Excerpt provided

--- begin ---

Notícias

REE showing progress in its mission to upend the automotive industry

REE’s quiet plans for world automotive industry domination are coming along quite nicely, thank you. This Israeli company’s revolutionary approach to vehicle development upends all traditional approaches and offers some huge advantages moving into the electric age.

These guys don’t build vehicles; they build platforms for other people to build vehicles on top of. Just about any kind of electric vehicle too, from lorries to sports cars to off-roaders and autonomous delivery pods. All are possible using the company’s hyper-modular architecture, which gives you the flattest, most spacious “skateboard chassis” on the market, and moves the vast majority of the car’s core functions into removable “corner modules” at each wheel.

These corner modules are ingenious inventions, combining an incredible amount of functionality into a single chunk that can be quickly removed or even swapped out for instant servicing. Each of these modules can include wheels, brakes, active or passive suspension, motors and steering – an entire drivetrain, steering and braking system built into a single unit that bolts onto the chassis. These components might be sprung, or unsprung, depending on the application.

It’s impossible to get more specific than that, because REE says it can tailor each of these components more or less exactly how you like. So your chassis can be a powerful 4WD with long-travel, active suspension, two-wheel steering and heaps of torque, or you can go for low-powered two-wheel drive, minimal suspension and four wheel steering and make yourself a super-maneuverable delivery or warehouse bot.

--- end ---

Work to complete
1. According to the REE article, what components can each corner module include? List them all.
2. Turn the paragraph in the REE article that begins "These guys don't build vehicles" into a short bulleted list that keeps its main facts.
3. Why does the REE article say it is impossible to be more specific about the corner module components?

Stored data

--- begin ---

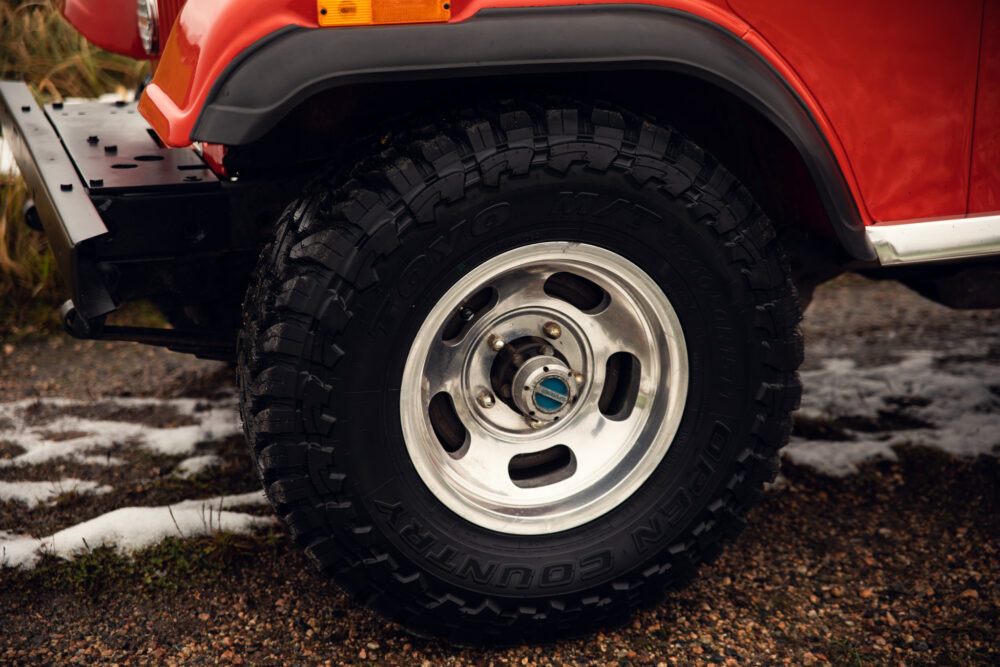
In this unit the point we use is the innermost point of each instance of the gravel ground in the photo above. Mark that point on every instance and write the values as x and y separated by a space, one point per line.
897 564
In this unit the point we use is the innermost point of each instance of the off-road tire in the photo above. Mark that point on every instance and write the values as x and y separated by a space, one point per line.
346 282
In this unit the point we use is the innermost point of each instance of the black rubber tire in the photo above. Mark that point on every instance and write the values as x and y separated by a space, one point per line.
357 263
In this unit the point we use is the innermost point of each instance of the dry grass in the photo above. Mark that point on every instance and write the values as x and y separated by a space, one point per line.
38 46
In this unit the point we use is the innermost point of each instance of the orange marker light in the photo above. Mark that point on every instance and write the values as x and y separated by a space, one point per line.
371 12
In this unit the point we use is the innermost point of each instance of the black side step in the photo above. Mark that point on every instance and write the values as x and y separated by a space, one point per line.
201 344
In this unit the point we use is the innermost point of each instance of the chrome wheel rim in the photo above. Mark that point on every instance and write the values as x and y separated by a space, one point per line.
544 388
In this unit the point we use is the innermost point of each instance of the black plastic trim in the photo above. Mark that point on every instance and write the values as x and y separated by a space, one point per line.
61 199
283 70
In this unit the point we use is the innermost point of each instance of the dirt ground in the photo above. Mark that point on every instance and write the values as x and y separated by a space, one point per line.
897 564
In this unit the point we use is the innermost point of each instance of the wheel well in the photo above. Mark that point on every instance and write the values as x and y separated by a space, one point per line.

--- end ---

Problem solutions
1.
- Wheels
- Brakes
- Active or passive suspension
- Motors
- Steering

2.
- REE builds platforms for others to build vehicles on, not vehicles.
- The platforms suit almost any kind of electric vehicle, including lorries, sports cars, off-roaders and autonomous delivery pods.
- Its hyper-modular architecture gives the flattest, most spacious "skateboard chassis" on the market.
- Most of the car's core functions are moved into removable "corner modules" at each wheel.

3. REE says it can tailor each of these components more or less exactly as the customer likes. A chassis could therefore be a powerful 4WD with active suspension, or a low-powered two-wheel-drive delivery or warehouse bot with four-wheel steering.